Using the information:
1. According to the page on the Al-Qaiqan Mosque below, in what century was the building converted into a mosque?
2. From the page on the Al-Qaiqan Mosque below, write out the passage starting with "UNESCO World Heritage" and going on through "(1.41 sq mi)".
3. In the page on the Al-Qaiqan Mosque below, rewrite the paragraph beginning "In ancient times, the building was a Hittite pagan temple" as a short bulleted list that keeps its main facts.

*** Page text Section Begins ***

UNESCO World Heritage Site
- Official name: Ancient City of Aleppo
- Location: Aleppo, Syria
- Includes: Citadel of Aleppo, Al-Madina Souq
- Criteria: Cultural: (iii), (iv)
- Reference: 21
- Inscription: 1986 (10th Session)
- Endangered: 2013–2020
- Area: 364 ha (1.41 sq mi)

= Al-Qaiqan Mosque =

Mosque in Aleppo, Syria

The Al-Qaiqan Mosque (جَامِع الْقَيْقَان) is a mosque in Aleppo, Syria. It is located in the western part of the Ancient City of Aleppo, a World Heritage Site, within the historic walls of the city, to the north of the Gate of Antioch.

==History==
In ancient times, the building was a Hittite pagan temple. It was converted into a mosque during the 12th century. Old carved stones with Hittite inscriptions were used in the construction of the mosque. Two old basalt columns are at the main entrance of the building. On the southern wall of the mosque is a stone block inscribed with Anatolian hieroglyphs. Both Telipinu and Talmi-Šarruma, descendants of Šuppiluliuma I, are mentioned in the inscription on the south wall of the mosque.

The mosque was enlarged in 1965 and entirely renovated in 1996.

*** Page text Section Ends ***
*** Data supplied Section Begins ***

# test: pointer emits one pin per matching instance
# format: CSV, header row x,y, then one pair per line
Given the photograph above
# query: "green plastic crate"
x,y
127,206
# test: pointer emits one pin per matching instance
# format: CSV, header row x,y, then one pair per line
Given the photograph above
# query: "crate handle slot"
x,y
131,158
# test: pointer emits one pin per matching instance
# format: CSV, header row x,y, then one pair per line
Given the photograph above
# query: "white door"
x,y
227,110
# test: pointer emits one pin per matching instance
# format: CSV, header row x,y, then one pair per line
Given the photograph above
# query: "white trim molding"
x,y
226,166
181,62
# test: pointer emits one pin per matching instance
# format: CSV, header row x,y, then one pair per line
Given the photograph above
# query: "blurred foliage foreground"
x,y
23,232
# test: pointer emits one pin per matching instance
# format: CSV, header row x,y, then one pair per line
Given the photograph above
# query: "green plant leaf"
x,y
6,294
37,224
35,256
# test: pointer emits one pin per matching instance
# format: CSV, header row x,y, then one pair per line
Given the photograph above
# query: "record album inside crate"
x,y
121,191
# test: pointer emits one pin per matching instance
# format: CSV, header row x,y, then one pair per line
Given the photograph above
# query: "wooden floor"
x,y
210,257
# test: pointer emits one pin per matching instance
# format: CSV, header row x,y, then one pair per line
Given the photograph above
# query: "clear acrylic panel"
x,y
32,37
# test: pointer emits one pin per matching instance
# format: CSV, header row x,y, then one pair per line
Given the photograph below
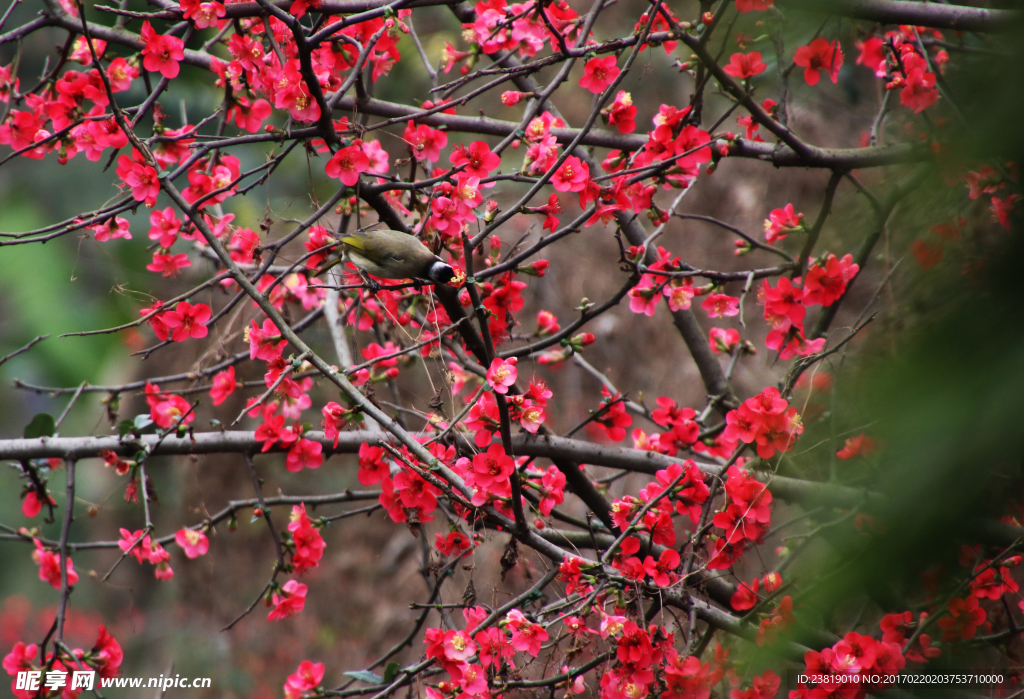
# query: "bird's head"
x,y
440,272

*** Data supplied Section Ends ***

Responses to the tasks:
1. The 12th century.

2.
UNESCO World Heritage Site
- Official name: Ancient City of Aleppo
- Location: Aleppo, Syria
- Includes: Citadel of Aleppo, Al-Madina Souq
- Criteria: Cultural: (iii), (iv)
- Reference: 21
- Inscription: 1986 (10th Session)
- Endangered: 2013–2020
- Area: 364 ha (1.41 sq mi)

3.
- Originally a Hittite pagan temple, converted into a mosque in the 12th century
- Built partly with old carved stones bearing Hittite inscriptions
- Two old basalt columns at the main entrance
- A stone block on the southern wall inscribed with Anatolian hieroglyphs, naming Telipinu and Talmi-Šarruma, descendants of Šuppiluliuma I